Source text.
★ ★ ★ ★
- Conference: Independent
- Record: 6–5
- Head coach: Bill Fulcher (1st season);
- Home stadium: Tampa Stadium

= 1971 Tampa Spartans football team =

American college football season

The 1971 Tampa Spartans football team represented the University of Tampa in the 1971 NCAA College Division football season. It was the Spartans' 35th season. The team was led by head coach Bill Fulcher, in his first year, and played their home games at Tampa Stadium in Tampa, Florida. They finished with a record of six wins and five losses (6–5). Fulcher was hired on January 7, 1971, to serve as the replacement for Fran Curci who resigned to become the head coach at Miami.

After an upset loss against Louisiana Tech to open the season, the Spartans won four consecutive games against Chattanooga, , Dayton and Drake. Ranked No. 2 as they entered their game against Villanova, Tampa was upset by the Wildcats 24–3. After the loss, the Spartans would lose three of their next four games. A week after their loss at Louisville, Tampa returned home and lost to Ole Miss by a single point in a game that saw the Spartans score on touchdown passes of 93 and 49 yards. Tampa then rebounded the next week with a 43–7 win over East Carolina. The Spartans then closed the season with a loss at Vanderbilt and a victory over Florida A&M. On January 21, 1972, Fulcher resigned as head coach of the Spartans to take the same position at Georgia Tech.
★ ★ ★ ★
Entries.
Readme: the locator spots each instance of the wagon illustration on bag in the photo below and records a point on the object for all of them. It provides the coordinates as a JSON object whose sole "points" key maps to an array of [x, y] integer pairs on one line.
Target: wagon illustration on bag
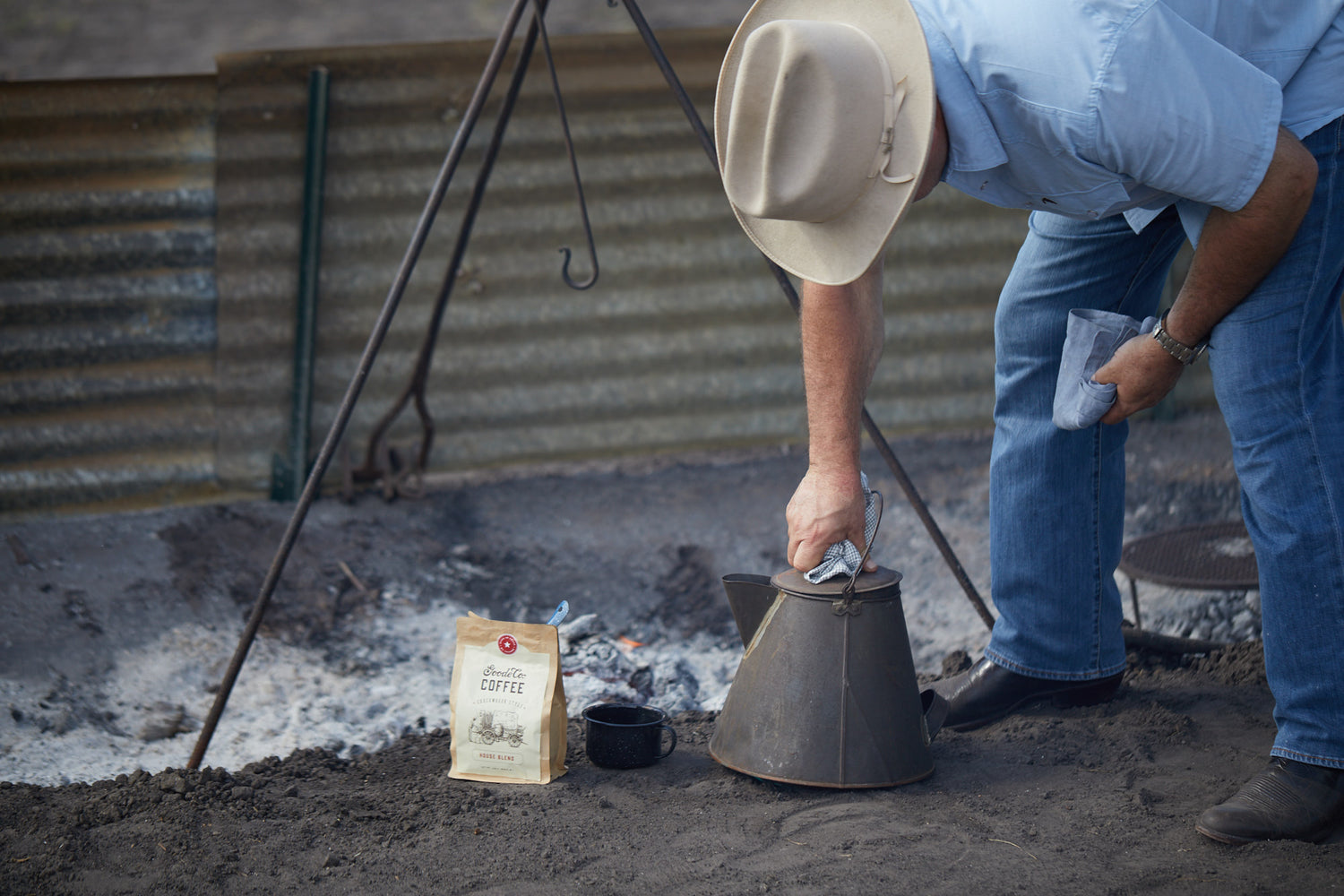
★ ★ ★ ★
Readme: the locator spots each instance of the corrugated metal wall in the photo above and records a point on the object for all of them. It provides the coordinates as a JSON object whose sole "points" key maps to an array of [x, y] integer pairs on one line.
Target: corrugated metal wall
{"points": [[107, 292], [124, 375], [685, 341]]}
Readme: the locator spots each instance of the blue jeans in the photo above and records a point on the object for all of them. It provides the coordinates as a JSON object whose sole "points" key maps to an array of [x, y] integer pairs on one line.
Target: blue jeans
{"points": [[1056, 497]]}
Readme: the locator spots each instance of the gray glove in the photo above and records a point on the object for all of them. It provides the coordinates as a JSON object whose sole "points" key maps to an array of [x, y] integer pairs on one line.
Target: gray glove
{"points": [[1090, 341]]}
★ ★ ★ ★
Exercises to complete.
1) In the 1971 Tampa Spartans football text, whom was Bill Fulcher hired to replace?
2) Print the part of the 1971 Tampa Spartans football text that begins at the words "American college football" and stops after "coach at Miami.".

Results by task.
1) Fran Curci

2)
American college football season

The 1971 Tampa Spartans football team represented the University of Tampa in the 1971 NCAA College Division football season. It was the Spartans' 35th season. The team was led by head coach Bill Fulcher, in his first year, and played their home games at Tampa Stadium in Tampa, Florida. They finished with a record of six wins and five losses (6–5). Fulcher was hired on January 7, 1971, to serve as the replacement for Fran Curci who resigned to become the head coach at Miami.